Upon reaching the line containing "Question. Provide a point on each instance of the stadium", output that line and all remaining lines exactly, through the end of the entries, and output nothing before it.

- Opening Delimiter -

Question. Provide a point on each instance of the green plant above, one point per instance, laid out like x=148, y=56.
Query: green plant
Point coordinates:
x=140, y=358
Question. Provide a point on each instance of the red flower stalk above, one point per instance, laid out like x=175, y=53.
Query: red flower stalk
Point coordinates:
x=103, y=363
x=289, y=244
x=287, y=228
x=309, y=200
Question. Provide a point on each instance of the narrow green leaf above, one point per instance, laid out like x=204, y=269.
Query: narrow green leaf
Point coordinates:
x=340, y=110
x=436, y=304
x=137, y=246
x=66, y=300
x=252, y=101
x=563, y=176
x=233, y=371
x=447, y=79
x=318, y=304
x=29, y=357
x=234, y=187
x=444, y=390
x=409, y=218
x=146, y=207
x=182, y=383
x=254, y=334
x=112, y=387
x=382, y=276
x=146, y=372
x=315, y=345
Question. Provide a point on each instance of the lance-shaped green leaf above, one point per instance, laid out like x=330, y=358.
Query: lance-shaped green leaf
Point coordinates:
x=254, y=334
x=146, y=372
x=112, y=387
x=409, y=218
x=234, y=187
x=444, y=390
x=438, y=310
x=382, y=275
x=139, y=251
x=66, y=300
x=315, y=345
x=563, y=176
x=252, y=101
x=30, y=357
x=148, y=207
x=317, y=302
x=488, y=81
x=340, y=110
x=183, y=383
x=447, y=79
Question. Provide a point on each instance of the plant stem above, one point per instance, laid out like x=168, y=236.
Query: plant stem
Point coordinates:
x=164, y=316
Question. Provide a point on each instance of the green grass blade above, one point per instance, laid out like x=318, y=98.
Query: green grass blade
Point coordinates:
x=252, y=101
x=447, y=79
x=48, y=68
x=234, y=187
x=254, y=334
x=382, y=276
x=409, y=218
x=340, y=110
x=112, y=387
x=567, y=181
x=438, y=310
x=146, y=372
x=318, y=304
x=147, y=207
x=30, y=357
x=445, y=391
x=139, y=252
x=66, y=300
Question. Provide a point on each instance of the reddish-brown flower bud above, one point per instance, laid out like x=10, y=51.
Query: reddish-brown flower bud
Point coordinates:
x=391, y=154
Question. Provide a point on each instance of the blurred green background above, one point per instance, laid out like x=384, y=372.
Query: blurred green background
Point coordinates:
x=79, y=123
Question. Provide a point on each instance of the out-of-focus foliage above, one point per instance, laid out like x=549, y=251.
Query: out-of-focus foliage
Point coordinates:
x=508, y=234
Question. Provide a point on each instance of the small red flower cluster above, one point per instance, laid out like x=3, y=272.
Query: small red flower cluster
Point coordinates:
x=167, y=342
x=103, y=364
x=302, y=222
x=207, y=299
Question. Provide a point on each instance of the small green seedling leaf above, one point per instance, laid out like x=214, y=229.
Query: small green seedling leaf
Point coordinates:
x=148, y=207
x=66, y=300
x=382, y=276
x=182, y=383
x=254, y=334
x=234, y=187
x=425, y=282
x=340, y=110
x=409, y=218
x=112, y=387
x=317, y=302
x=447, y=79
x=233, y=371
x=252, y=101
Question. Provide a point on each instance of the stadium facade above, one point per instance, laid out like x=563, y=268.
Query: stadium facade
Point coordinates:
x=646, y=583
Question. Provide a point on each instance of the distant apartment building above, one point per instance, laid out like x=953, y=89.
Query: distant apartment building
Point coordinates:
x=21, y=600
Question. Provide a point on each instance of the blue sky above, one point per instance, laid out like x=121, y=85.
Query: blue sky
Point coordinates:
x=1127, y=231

- Closing Delimiter -

ANSWER SECTION ▸
Question. Provide a point on each instance of the stadium facade above, one point per instance, laid out like x=563, y=268.
Query: stadium facade
Point coordinates:
x=646, y=583
Question. Provide a point on each instance of the distant apartment building above, one point per instance, laid out like x=953, y=89.
Query: distant apartment building
Point coordinates:
x=21, y=600
Question. Provide a point on each instance of the blue sky above, one point per instance, laid out like x=121, y=85.
Query: blue sky
Point coordinates:
x=1127, y=231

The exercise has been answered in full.